01. Heaven's Kitchen ★★★★★

前作の3rdマキシ『Do you crash?』で、初めてボニーピンクを知った私が、
完全に彼女につかまったのがこの『Heaven's Kitchen』でした。
そして前作から引き続き、スウェーデンのトーレ・ヨハンソンによるプロデュース。
♪「名前があって そこに愛があって たとえ一人になっても 花は咲いている」
冒頭でボニーがつぶやくフィロソフィカルな詞から胸を鷲掴みされます。
♪「ヘヴンズキッチーン〜」…のサビ部分は、oasis的なノイジーな重厚感でグッド。
今回「A Perfect Sky」を聞いた人の殆どが、ボニピンは『Heaven's Kitchen』ぐらいしか
知らないと答えており、それくらいインパクトがあった曲。彼女の一番の代表曲です。




02. Forget Me Not(英語) ★★★★

リズミカルなメロディに、ボニーの英語ボーカルが跳ねるように絡んでいく。
英語詞はオンナノコな感じでカワイイ。「彼を忘れられないが、振り向くのは私じゃなくて、
彼の方よ」という素直になれない乙女心を歌っている。サビの歌詞は下記のような感じです。
♪「under the bed I hid forget me not. everywhere he can smell forget me not.」
(ベッドの中に忘れな草を隠した。彼は至る所で忘れな草の香りを嗅ぐだろう。忘れな草の香りを)





03. 泡になった

2ndシングル『Surprise! 』のカップリング。この曲は知りませーん。

■ 提供データ:
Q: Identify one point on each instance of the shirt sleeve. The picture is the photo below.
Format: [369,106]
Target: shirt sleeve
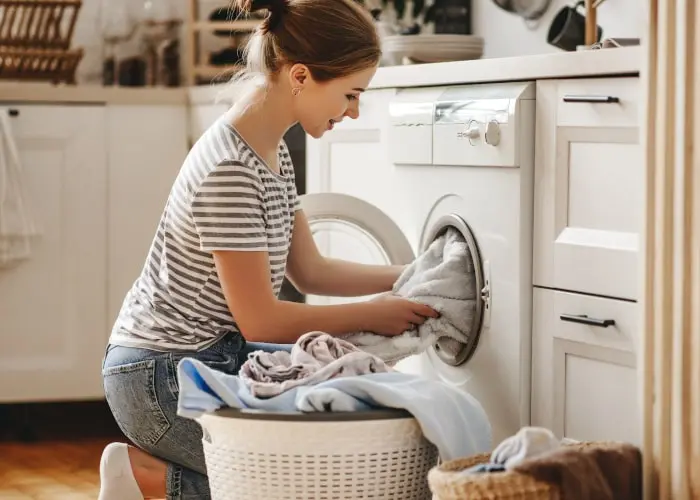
[228,209]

■ 設問 1: この楽曲レビューの内容を2文で要約してください。
■ 設問 2: この楽曲レビューのうち、「01. Heaven's Kitchen」から「そこに愛があって たとえ一人になっても 花は咲いている」」までを両端も含めて一字一句違えずに書き写してください。

■ 結果 1: 『Heaven's Kitchen』はトーレ・ヨハンソンのプロデュースによる曲で、筆者が完全にボニーピンクにつかまった曲であり、彼女の一番の代表曲とされている。『Forget Me Not』はリズミカルなメロディに英語ボーカルが跳ねるように絡む曲で、素直になれない乙女心を歌っており、『泡になった』は2ndシングル『Surprise! 』のカップリングだが、筆者は知らない曲だという。

■ 結果 2:
01. Heaven's Kitchen ★★★★★

前作の3rdマキシ『Do you crash?』で、初めてボニーピンクを知った私が、
完全に彼女につかまったのがこの『Heaven's Kitchen』でした。
そして前作から引き続き、スウェーデンのトーレ・ヨハンソンによるプロデュース。
♪「名前があって そこに愛があって たとえ一人になっても 花は咲いている」